● **WHAT THE EXERCISE ASKS**
The entries are to be repeated exactly, with all pictures omitted.

Start of Block

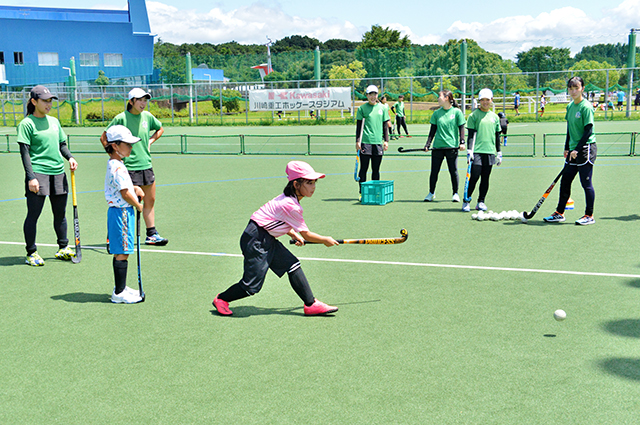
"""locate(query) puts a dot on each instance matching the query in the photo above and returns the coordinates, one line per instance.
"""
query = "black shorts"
(484, 159)
(262, 252)
(371, 149)
(50, 185)
(586, 155)
(142, 177)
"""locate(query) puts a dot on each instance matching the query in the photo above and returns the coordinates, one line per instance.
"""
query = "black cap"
(41, 92)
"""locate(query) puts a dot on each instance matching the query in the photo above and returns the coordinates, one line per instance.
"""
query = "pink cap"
(300, 169)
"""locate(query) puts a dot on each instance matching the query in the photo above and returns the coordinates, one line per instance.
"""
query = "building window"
(47, 59)
(89, 59)
(113, 59)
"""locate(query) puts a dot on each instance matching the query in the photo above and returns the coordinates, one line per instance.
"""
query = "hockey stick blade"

End of Block

● **SOLUTION TO THE EXERCISE**
"""locate(query) puts a dot on each instance matching the query in the photo above and returns the coordinates, one line per instance.
"""
query = "black shorts"
(484, 159)
(262, 252)
(371, 149)
(50, 185)
(586, 155)
(142, 177)
"""locate(query) puts a dot on each instance matching the query in the photo above and returns the coordinates, one line per instance.
"""
query = "black cap"
(41, 92)
"""locate(query) puts a dot on each instance matching the query in the photo above and returns the coordinates, one line per instance.
"""
query = "pink cap"
(300, 169)
"""locate(query) puts a dot on each instance matching the query in the photo above and returns the coordinates, one line per instance.
"""
query = "building window"
(47, 59)
(89, 59)
(113, 59)
"""locate(query) puts a dot on each instance matching the query in the photo above and returns the coordinates, one line per instance.
"""
query = "hockey stick blade"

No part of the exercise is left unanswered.